▶ **Exercise instructions**:
Copy out only the rows from the line with "For the evaluation set, pick out each instance of the white" up to and including the line with "x=141 y=252", keeping the requests. Scale the x and y coordinates of each answer point by 0.9 and round them to whole numbers, with halves going up, but leave the sample coordinates in the requests unchanged.

Pointing dataset excerpts:
* * * * *
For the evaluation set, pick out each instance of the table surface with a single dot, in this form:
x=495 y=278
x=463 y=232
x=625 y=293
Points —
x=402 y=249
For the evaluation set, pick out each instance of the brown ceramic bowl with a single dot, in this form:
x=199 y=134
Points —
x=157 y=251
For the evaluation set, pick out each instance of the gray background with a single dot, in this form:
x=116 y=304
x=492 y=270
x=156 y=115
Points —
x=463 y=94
* * * * *
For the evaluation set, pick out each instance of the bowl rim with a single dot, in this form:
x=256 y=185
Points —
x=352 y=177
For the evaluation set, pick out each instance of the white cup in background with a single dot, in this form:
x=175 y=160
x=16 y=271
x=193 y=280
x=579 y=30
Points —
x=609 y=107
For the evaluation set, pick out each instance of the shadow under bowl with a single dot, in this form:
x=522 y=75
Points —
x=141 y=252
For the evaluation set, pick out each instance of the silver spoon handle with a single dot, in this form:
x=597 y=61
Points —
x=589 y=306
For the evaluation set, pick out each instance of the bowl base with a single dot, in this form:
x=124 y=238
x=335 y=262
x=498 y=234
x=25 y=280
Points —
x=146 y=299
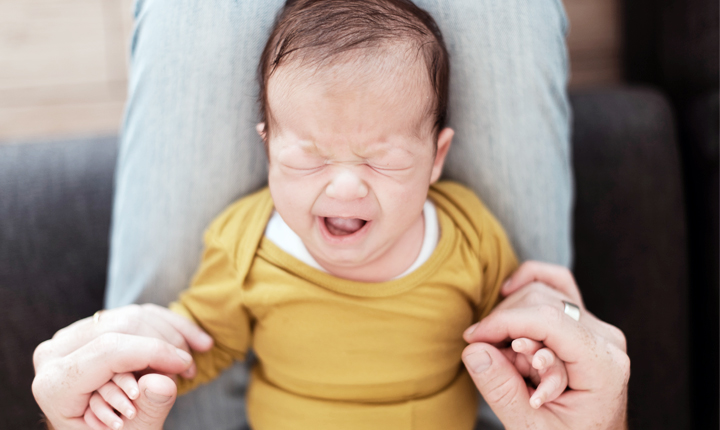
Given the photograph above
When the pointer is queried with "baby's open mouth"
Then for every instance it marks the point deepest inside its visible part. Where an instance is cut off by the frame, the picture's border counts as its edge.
* * * * *
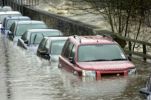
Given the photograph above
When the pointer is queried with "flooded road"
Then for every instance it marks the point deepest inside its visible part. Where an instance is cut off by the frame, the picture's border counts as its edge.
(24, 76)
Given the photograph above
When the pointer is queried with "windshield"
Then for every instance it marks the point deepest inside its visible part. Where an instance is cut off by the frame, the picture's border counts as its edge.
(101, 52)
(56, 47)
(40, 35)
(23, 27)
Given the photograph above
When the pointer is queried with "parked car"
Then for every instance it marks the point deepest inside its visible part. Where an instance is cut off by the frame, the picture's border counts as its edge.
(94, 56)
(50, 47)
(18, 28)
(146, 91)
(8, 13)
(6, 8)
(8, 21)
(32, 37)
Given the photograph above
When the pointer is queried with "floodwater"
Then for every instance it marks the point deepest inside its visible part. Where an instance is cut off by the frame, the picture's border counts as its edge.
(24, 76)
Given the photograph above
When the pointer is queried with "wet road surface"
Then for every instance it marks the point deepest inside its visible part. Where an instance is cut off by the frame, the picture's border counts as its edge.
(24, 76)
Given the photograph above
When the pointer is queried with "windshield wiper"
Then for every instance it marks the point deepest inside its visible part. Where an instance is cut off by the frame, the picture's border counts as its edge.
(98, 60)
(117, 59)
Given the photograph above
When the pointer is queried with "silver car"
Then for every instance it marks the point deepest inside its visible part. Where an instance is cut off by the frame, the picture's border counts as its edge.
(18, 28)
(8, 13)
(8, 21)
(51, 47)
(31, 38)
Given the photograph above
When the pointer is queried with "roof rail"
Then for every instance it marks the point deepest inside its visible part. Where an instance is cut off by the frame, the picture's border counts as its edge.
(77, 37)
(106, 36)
* * * * *
▶ **Problem solution**:
For the evaluation set, pick out each instance of the white cup in background with a single dot, in this form:
x=175 y=160
x=16 y=271
x=193 y=280
x=579 y=30
Points —
x=548 y=96
For the evaluation set, pick out each instance of the shadow under bowl with a single dot, in this form:
x=522 y=75
Points —
x=127 y=227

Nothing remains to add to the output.